EXCERPTED DATA:
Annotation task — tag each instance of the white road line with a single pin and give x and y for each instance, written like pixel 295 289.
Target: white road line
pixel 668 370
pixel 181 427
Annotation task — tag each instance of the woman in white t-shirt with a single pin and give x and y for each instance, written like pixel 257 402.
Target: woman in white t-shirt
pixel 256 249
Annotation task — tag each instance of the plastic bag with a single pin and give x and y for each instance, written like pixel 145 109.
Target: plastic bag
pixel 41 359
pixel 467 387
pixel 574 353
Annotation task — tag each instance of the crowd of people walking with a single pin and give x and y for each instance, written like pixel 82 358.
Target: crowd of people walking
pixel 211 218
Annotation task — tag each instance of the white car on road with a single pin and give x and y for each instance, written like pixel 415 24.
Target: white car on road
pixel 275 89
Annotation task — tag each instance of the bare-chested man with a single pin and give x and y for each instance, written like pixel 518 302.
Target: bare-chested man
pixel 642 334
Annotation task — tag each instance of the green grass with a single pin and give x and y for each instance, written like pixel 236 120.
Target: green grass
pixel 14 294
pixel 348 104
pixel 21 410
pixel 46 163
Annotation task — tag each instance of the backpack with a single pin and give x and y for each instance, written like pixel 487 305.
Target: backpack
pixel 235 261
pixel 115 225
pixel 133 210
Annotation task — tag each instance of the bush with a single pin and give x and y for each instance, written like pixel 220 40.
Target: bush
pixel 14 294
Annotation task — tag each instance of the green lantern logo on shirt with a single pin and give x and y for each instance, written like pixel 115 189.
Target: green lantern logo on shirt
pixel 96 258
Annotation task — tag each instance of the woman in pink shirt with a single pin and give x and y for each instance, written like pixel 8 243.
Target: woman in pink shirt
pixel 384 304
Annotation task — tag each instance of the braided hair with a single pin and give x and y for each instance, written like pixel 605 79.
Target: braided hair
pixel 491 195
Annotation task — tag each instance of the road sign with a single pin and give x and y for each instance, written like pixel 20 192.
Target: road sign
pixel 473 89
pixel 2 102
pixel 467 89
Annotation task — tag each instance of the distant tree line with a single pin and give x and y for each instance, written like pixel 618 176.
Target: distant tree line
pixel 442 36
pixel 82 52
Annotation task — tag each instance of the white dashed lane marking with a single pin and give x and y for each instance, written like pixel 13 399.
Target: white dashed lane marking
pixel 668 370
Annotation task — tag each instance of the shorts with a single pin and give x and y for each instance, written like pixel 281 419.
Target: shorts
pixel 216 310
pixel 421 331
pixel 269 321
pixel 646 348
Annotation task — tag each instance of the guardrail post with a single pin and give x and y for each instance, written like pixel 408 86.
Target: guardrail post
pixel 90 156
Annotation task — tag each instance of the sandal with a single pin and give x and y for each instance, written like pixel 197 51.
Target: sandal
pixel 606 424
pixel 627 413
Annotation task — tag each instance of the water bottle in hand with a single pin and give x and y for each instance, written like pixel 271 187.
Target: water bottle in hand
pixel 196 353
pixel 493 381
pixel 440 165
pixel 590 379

REQUIRED TASK: Reproduce every one of the records above word for word, with no changes.

THE OUTPUT:
Annotation task — tag each instance of the white road line with a single pin and give x and y for each instance, written like pixel 295 289.
Target: white road line
pixel 668 370
pixel 181 427
Annotation task — tag each instance of the woman in white t-shirt with a single pin and give x and y for each instance, written like pixel 257 402.
Target: woman in white t-shirt
pixel 256 249
Annotation task — tag each instance of the plastic bag with a single pin and give x and y for each instance, written like pixel 145 109.
Target: plastic bag
pixel 41 359
pixel 467 387
pixel 574 353
Annotation task — tag each instance of the crowd of people walking with a single pin and give x and y for each instance, written like pixel 82 358.
Target: crowd of people walking
pixel 211 218
Annotation task — tag each instance of the white car on road with a single pin and give x and y for each instance, written like pixel 415 24.
Target: white car on road
pixel 275 89
Annotation task — tag each instance of the bare-chested man with a single pin and give x and y for each instance, written like pixel 518 302.
Target: bare-chested man
pixel 642 334
Annotation task — tag each instance of the green grass with a single pin and give x and y for each instance, written like pixel 236 120.
Target: green grass
pixel 14 294
pixel 348 104
pixel 21 410
pixel 46 163
Annotation task — tag each instance of the backpack with a single pin and give x and y for each instance, written like pixel 487 305.
Target: backpack
pixel 235 261
pixel 115 225
pixel 133 210
Annotation task — tag each instance of the bush with a single pin and give x and y for each instance, written like pixel 220 40.
Target: bush
pixel 14 294
Annotation task — tag each instance of the green lantern logo on shirt with a single pin and give x and y for each instance, written like pixel 115 189.
Target: green lantern logo on shirt
pixel 96 258
Annotation task — tag each instance of the woman in pink shirt with a single pin and give x and y for each instance, written like pixel 8 243.
Target: woman in pink shirt
pixel 384 304
Annotation task — tag each instance of the braided hair with a single pin and give x and y for each instance, written like pixel 605 79.
Target: braided hair
pixel 491 195
Annotation task — tag each instance of the road sign with a single pin and give x and y for each instance, written like pixel 20 192.
Target: road sign
pixel 473 89
pixel 2 102
pixel 467 89
Annotation task — tag each instance of the distant tree line with a single pin and give x and y for each instance, written like pixel 618 176.
Target: distant tree line
pixel 442 36
pixel 82 52
Annotation task — tag each instance of the white dashed lane marking with a single pin and give x and y for each instance, written like pixel 13 399.
Target: white dashed lane marking
pixel 668 370
Annotation task — tag each instance of the shorts with a single pin and give x and y for each instance, written like pixel 281 419.
Target: shorts
pixel 216 310
pixel 421 331
pixel 269 321
pixel 646 348
Annotation task — tag each instance of the guardrail post with a single pin and give x and y for each instance, written like pixel 408 86.
Target: guardrail post
pixel 90 156
Annotation task — tag each instance of the sandal with a single pin and give x and y for each instance, written like pixel 197 51.
Target: sandal
pixel 606 424
pixel 627 413
Annotation task — tag each instance of the water bottle in hand with a single pin and give x and y for each instance, written like pixel 271 187.
Target: water bottle in hand
pixel 196 353
pixel 493 381
pixel 440 165
pixel 590 379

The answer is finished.